Copy exactly, and copy nothing else: the line that contains "Phrase: green grass" and all lines after it in the listing, without pictures.
*** SUPPLIED MATERIAL ***
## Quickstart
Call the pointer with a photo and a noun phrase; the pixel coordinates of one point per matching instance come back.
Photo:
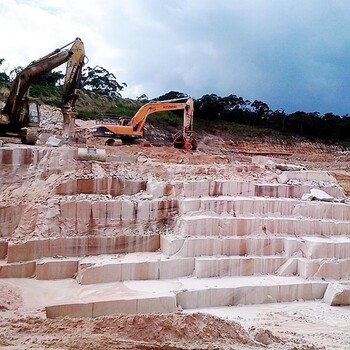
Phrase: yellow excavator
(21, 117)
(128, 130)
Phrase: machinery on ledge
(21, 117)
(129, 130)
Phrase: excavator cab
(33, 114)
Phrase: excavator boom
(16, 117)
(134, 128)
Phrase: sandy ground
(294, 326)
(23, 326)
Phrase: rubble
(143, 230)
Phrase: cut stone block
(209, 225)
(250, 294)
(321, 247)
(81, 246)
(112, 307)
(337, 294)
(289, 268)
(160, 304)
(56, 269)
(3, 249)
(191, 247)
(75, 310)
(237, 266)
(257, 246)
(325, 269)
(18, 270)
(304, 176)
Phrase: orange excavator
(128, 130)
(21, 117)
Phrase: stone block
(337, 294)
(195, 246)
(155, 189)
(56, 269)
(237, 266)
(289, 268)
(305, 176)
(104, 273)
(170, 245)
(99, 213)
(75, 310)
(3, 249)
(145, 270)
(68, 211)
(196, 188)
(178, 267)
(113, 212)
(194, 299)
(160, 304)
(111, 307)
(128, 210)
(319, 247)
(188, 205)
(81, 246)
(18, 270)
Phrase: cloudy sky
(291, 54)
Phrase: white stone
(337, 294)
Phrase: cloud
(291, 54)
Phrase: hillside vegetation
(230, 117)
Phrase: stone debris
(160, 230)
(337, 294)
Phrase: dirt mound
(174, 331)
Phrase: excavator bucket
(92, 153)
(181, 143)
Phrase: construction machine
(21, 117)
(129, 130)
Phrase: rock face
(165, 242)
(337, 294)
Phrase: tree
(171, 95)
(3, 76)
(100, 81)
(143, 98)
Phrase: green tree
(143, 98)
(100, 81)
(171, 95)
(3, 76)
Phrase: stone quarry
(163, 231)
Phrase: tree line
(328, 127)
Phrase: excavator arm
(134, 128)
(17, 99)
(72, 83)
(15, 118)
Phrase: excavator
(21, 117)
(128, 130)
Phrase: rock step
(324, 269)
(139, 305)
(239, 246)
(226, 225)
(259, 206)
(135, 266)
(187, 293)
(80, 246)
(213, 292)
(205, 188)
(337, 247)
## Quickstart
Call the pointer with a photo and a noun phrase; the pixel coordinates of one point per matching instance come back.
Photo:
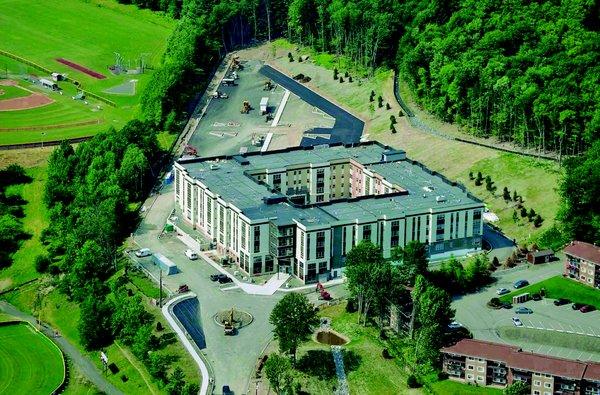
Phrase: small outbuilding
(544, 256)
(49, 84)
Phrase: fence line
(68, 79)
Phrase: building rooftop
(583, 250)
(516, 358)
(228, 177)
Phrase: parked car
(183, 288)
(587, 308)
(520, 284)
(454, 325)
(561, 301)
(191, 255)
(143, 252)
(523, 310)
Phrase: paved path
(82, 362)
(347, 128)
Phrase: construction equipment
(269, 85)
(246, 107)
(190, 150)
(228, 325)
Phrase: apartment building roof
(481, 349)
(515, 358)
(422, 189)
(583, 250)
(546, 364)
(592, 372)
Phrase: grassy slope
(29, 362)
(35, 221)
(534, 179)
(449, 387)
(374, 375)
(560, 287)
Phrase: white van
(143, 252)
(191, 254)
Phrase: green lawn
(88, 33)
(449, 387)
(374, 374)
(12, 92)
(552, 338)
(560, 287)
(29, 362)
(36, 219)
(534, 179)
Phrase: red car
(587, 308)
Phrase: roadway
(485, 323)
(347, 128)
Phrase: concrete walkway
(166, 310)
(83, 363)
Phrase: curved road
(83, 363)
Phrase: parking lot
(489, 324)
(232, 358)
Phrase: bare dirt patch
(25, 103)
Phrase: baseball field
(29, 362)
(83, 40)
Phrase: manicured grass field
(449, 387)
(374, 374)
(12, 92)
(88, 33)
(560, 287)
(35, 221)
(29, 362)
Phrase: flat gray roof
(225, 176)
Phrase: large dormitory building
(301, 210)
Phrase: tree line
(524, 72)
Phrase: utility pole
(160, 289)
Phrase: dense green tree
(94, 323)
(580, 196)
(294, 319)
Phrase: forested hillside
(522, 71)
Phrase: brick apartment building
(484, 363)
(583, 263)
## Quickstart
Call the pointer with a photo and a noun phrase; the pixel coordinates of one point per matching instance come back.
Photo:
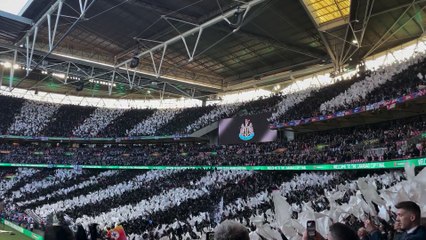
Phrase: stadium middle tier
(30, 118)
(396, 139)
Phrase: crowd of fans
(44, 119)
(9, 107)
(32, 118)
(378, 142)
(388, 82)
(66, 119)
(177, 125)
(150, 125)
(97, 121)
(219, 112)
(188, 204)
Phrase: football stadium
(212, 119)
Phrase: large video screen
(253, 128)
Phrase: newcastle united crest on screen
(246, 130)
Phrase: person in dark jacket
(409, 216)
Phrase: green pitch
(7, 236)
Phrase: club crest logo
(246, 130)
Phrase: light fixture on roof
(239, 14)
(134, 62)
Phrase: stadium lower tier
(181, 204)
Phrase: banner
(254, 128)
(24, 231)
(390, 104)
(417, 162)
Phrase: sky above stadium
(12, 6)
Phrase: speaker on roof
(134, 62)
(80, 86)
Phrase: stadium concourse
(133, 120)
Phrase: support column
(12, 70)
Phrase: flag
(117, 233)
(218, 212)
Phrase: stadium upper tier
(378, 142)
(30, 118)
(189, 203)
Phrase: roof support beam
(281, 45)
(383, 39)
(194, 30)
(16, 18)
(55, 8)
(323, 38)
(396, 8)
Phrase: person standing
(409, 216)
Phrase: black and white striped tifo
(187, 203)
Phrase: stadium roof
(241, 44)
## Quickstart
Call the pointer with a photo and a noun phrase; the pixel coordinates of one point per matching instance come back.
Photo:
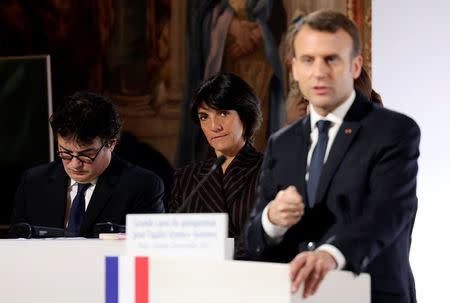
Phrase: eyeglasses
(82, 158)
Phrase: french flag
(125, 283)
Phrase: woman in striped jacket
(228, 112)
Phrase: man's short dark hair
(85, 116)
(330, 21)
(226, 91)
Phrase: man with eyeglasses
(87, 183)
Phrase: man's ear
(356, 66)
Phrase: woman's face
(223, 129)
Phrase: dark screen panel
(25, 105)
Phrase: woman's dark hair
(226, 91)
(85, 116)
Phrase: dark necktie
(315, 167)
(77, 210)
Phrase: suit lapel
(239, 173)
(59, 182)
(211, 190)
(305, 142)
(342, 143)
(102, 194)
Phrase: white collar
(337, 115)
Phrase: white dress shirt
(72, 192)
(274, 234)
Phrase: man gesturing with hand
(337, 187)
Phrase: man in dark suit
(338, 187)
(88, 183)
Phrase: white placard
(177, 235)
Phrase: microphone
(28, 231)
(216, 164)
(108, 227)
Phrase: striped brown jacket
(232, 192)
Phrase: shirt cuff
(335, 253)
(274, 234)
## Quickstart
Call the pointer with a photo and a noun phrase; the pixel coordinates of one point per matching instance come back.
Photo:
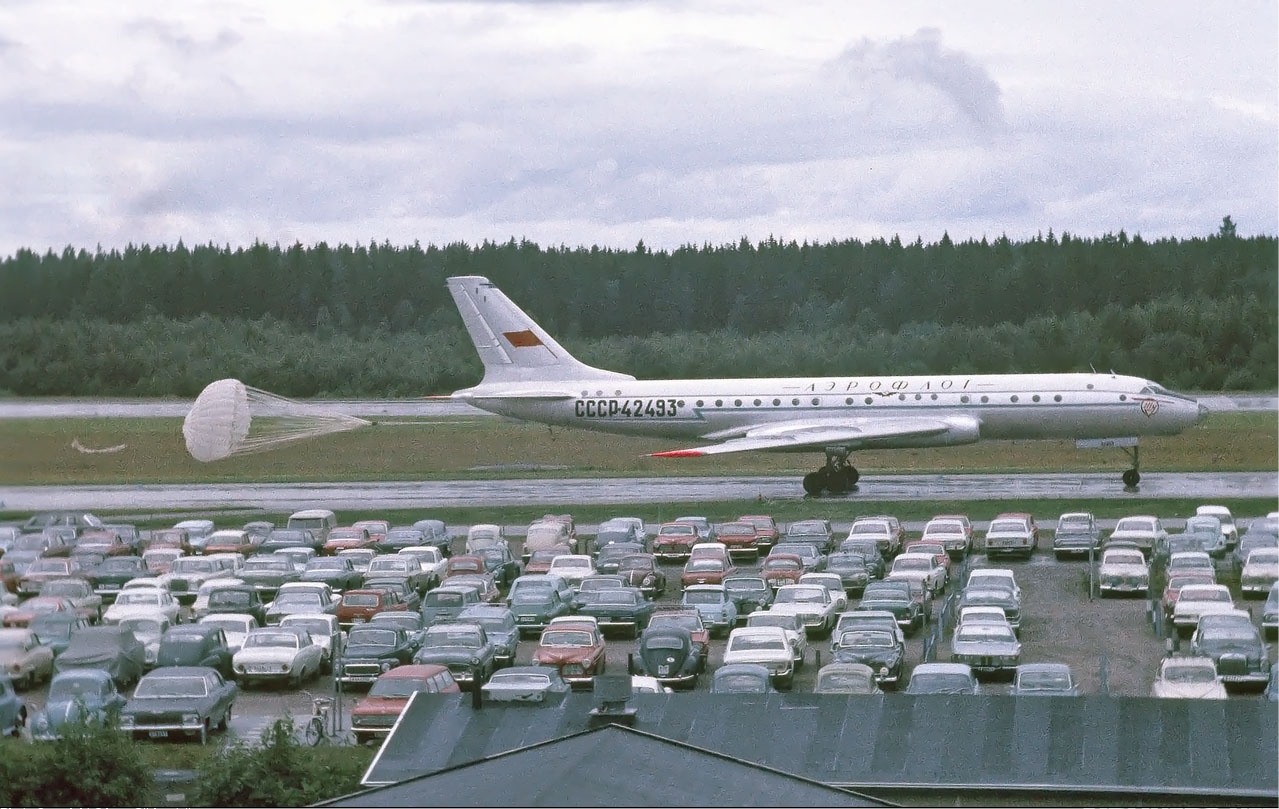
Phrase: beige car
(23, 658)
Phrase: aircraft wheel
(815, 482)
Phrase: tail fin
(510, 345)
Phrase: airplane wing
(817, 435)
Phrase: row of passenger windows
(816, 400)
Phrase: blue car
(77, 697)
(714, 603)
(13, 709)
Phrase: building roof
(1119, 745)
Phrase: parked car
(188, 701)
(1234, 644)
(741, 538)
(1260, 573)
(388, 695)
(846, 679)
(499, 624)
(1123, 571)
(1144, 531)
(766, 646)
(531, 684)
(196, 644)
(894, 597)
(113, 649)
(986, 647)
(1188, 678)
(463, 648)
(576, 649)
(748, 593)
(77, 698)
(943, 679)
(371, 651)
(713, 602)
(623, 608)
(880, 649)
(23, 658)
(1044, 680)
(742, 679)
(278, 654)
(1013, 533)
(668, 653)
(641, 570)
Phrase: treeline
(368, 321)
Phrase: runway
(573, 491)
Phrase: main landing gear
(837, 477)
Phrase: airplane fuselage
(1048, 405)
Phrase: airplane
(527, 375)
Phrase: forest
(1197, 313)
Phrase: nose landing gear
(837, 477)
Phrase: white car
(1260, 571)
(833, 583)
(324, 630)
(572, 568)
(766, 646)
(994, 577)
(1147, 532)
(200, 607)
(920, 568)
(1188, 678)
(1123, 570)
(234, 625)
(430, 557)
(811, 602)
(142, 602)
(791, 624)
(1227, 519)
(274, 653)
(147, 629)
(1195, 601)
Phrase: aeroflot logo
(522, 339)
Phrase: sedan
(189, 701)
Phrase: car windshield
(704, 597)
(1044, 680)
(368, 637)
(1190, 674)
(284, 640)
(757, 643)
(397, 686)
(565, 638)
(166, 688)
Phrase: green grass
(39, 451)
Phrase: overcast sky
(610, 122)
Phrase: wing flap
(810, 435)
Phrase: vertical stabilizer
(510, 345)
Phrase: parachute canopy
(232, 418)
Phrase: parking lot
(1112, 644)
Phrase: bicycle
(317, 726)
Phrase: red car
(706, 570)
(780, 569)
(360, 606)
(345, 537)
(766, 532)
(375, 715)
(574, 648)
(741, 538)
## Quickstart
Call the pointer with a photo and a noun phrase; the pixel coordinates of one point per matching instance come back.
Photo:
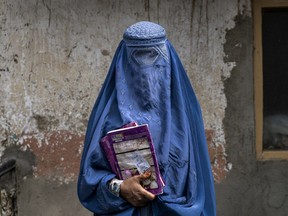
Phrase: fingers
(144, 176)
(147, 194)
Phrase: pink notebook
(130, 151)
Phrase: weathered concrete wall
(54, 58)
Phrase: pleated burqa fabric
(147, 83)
*** End of SUPPLIED MATERIAL ***
RESULT OF THE EXERCISE
Phrase: green grass
(39, 451)
Phrase: overcast sky
(610, 122)
Phrase: wing flap
(810, 435)
Phrase: vertical stabilizer
(510, 345)
Phrase: parachute canopy
(232, 418)
Phrase: parking lot
(1112, 644)
Phrase: bicycle
(317, 726)
Phrase: red car
(706, 570)
(780, 569)
(360, 606)
(345, 537)
(766, 532)
(375, 715)
(574, 648)
(741, 538)
## Quickstart
Call the pointer with a photo and a noun phrase; the pixel coordinates of one point per matching instance come back.
Photo:
Phrase: fingers
(144, 176)
(147, 194)
Phrase: pink notebook
(130, 151)
Phrase: weathered concrete wall
(54, 58)
Phrase: pleated burqa fabric
(147, 83)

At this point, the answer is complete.